No points for guessing the secret identity of The German Doctor’s title character

Lucía Puenzo’s ’60s-set quasi-thriller The German Doctor appears to have been traced from a copy of her 2007 debut, XXY, only with a runty 12-year-old protagonist instead of an intersex teenager. Growth hormones stand in for sex reassignment surgery, a lakeside for the seaside, and dolls take the place of marine life as the movie’s primary source of heavy-handed metaphor.

There’s nothing wrong with working from a template. South Korean director Hong Sang-soo, to cite one contemporary example, has managed to produce great, varied work from a handful of repeated premises. But whereas Hong’s personal fixations serve as jumping-off points, Puenzo’s become constraints. The German Doctor, which the filmmaker adapted from her own novel, is limited by a severely rigid metaphorical framework that requires every action and character to signify either uniformity (bad) or diversity (good).

Considering the movie’s themes and moral absolutes, it should come as no surprise that Nazis are involved. The lakeside town in question is Bariloche, an Alpine-style resort in the Andes, where protagonist Lilith (Florencia Bado) attends a German-language school with Third Reich roots. In place of XXY’s plastic surgeon, there’s the titular physician, Helmut Gregor (Àlex Brendemühl), who may or may not be a certain notorious Nazi doctor living under an assumed identity. (In reality, this particular pop-culture bogeyman lived, ran a business, and traveled abroad using his real name.)

Puenzo tries to play Helmut’s identity for suspense, dropping unsubtle hints and periodically cutting to a Mossad agent engaged in what appears to be the least clandestine espionage ever filmed, decoding ciphers in a public telegraph office and taking photos with a microfilm camera while others are around. The movie’s use of widescreen—which recalls David Fincher’s wide-angle, just-below-the-eyeline framing—and cerulean-and-tan color palette give off a chilly vibe. The problem, though, is that Brendemühl’s performance is so immediately nonchalant-serial-killer creepy that the viewer may be more surprised that he doesn’t just murder Lilith’s family within 30 minutes of meeting them. For the suspense to click, Helmut needs to be ingratiating or seductive, but Puenzo’s broad view of the evils of “perfection” requires the character to immediately spout off about genetics at the dinner table and then go about town measuring children’s heads with calipers.

Nestled within the movie’s overtly schematic design are strong performances—namely, newcomer Bado—and a few details about German-Argentinean life which are, frankly, more interesting than the question of Helmut’s past. (Besides, anyone who’s seen the movie’s American trailer or glanced at its IMDB page will already know the answer.) But just as the movie seems to take on a life or rhythm of its own, Puenzo forces it back to an oppressive, capital-T theme. Given her central message is about finding your own identity (unless, of course, you happen to be a fugitive war criminal), it’s ironic.

» SOURCE MATERIAL:
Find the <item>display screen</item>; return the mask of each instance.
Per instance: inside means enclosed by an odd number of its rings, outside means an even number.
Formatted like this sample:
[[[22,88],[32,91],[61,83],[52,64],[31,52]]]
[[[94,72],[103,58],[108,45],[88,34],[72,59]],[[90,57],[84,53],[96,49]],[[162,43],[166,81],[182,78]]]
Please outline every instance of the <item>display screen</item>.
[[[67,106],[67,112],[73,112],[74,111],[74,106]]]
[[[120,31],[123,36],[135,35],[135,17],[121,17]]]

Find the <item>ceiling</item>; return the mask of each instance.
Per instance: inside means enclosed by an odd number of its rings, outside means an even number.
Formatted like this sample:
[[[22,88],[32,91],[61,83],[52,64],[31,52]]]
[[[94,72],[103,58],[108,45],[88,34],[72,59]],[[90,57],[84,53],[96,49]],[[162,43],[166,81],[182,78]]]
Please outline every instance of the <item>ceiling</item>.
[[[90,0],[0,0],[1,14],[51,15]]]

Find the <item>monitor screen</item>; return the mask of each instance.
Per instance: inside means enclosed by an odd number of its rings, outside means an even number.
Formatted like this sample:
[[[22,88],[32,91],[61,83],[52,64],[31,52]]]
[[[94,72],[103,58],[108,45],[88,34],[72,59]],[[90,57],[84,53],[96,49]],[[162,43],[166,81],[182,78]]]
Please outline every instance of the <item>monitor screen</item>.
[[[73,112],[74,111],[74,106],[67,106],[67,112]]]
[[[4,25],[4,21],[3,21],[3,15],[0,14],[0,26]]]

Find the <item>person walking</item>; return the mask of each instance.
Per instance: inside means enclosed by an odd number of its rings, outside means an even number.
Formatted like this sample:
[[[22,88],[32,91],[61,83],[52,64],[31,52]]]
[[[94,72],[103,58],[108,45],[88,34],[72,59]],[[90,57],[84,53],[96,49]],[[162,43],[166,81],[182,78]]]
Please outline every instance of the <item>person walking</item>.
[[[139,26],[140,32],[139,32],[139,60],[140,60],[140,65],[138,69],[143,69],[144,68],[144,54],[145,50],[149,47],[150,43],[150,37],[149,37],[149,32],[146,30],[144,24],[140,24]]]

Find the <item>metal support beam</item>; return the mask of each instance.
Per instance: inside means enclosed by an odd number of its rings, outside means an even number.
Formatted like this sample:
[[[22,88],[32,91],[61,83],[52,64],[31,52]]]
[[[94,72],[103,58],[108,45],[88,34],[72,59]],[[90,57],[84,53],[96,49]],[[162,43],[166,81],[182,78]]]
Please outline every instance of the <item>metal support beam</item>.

» WORK REQUIRED:
Answer these questions from the review of The German Doctor.
(a) Which earlier film by Lucía Puenzo does the review compare The German Doctor to, and in what year was it released?
(b) In what town does the movie take place?
(c) Which actor plays Helmut Gregor?

» RESPONSE:
(a) XXY, released in 2007.
(b) Bariloche, an Alpine-style resort in the Andes.
(c) Àlex Brendemühl.